- ЗАДАНИЯ
(a) Перечислите все населенные пункты, говоры которых упомянуты в тексте о чешских островных говорах.
(b) Ответьте на вопросы по тексту о чешских островных говорах:
(i) Сколько лет назад начато изучение этих говоров?
(ii) Какого года рождения единственная носительница говора Тешебса?
(iii) К каким диалектам восходят говоры сел в Омской области?
(c) Продолжите текст о чешских островных говорах сразу после его последнего предложения.

Начатое всего десять лет назад, когда названные говоры оказались на грани исчезновения, изучение этих идиомов сосредоточилось прежде всего на установлении их генезиса по ряду признаков, относящихся к фонетико-фонологическому, грамматическому и в меньшей степени - лексическому уровню [Скорвид 2014; Поляков 2014; Скорвид 2016; Skorvid 2017; Ананьева, Скорвид 2018]. В итоге было выявлено разное происхождение двух групп островных чешских диалектов на Северном Кавказе, с одной стороны, и в Сибири - с другой:

а) говоры сел Кирилловка под Новороссийском, Варваровка под Анапой и Тешебс под Геленджиком (последний дошел до наших дней уже лишь в виде идиолекта единственной носительницы 1926 г. р., а первые два насчитывают по 5-6 активных носителей в возрасте от 60 до 95 лет) возводятся к южночешским или, шире, юго-западночешским диалектам;

б) говоры села Анастасиевка под Туапсе и хутора Мамацев под Майкопом в Республике Адыгея (с аналогичным количеством носителей того же возраста), а также сел Новоградка, Воскресенка и Репинка в Омской обл. Сибири (около 25 носителей в возрасте от 60 лет) восходят к восточночешским или, шире, северо-восточночешским диалектам.

[Сохранённые записи]
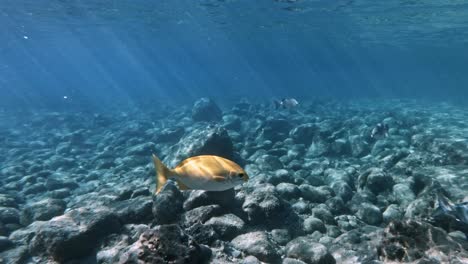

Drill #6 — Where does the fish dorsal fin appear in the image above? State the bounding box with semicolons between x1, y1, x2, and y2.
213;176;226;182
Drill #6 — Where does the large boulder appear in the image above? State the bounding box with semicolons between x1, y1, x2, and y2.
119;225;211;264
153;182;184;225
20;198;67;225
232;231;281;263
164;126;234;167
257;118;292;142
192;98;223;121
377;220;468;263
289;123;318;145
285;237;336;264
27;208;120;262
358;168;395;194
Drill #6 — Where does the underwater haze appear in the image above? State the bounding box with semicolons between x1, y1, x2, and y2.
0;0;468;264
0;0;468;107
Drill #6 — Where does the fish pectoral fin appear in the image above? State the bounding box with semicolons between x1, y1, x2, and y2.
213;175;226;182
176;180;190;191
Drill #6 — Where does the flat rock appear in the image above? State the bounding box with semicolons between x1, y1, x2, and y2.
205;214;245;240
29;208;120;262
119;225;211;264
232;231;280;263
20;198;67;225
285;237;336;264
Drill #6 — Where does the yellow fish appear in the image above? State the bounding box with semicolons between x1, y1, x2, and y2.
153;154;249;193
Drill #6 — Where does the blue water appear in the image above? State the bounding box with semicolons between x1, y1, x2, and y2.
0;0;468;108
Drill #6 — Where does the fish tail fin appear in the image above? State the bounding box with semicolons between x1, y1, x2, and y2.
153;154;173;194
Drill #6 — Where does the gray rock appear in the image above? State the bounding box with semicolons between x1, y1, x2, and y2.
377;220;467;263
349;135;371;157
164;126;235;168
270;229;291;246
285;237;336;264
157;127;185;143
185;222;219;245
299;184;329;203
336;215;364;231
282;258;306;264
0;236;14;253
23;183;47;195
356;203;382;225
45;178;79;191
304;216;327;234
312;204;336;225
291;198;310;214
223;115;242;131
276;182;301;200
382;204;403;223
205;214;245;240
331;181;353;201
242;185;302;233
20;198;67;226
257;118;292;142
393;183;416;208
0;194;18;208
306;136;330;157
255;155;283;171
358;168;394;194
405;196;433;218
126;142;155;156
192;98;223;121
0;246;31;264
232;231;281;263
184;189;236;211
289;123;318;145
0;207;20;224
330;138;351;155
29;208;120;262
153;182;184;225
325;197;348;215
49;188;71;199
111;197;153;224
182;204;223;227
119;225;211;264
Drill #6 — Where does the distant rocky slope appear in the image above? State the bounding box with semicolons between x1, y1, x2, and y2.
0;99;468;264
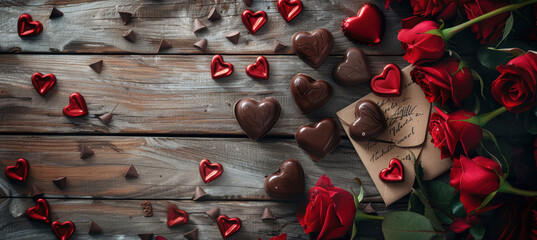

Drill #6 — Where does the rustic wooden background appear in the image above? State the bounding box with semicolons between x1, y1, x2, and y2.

- ОТВЕТЫ ПО ЗАДАНИЯМ
(a) Кирилловка, Варваровка, Тешебс, Анастасиевка, Мамацев, Новоградка, Воскресенка, Репинка.

(b)
(i) Десять лет назад.
(ii) 1926 года рождения.
(iii) К восточночешским или, шире, северо-восточночешским диалектам.

(c)
При этом в противоположность северокавказским чешским говорам, формировавшимся с конца 1860-х гг., западносибирский говор возник в начале XX в. вследствие вторичной миграции части жителей поселения Чехоград, ныне - Новгородковка (укр. Новгородювка) в Мелитопольском р-не Запорожской обл. Украины. Вероятно, прибытие переселенцев из Восточной Чехии по меньшей мере еще в два района Северного Кавказа представляло собой часть большого потока колонизации, которая охватила всю территорию Украины, начавшись на Волыни и распространяясь на юг и юго-восток. Вдоль Черноморского побережья Северного Кавказа между Анапой и Геленджиком, напротив, селились представители другой волны чешских колонистов.

В ходе исследования указанных говоров обращалось внимание также на последствия их взаимодействия с русским языком, в первую очередь опять-таки на фонетико-фонологическом и грамматическом уровнях. В лексике констатировалось присутствие в этих идиомах многочисленных заимствований из русского языка окружения. Был сделан вывод, что «в настоящее время практически весь запас лексических единиц, известных российским чехам из региональных устных или из более "высоких" форм существования русского языка, вместе с их сочетаемостью вплоть до построения фраз и нередко с сохранением их русского фонетического облика и грамматического оформления, является неотъемлемой составной частью того или иного говора» [Ананьева, Скорвид 2018, с. 296]. В данной статье предметом рассмотрения будут не прямые заимствования, а семантические кальки - новые значения давних, ранее существовавших в говоре слов, развившиеся под влиянием семантики их русских когнатов.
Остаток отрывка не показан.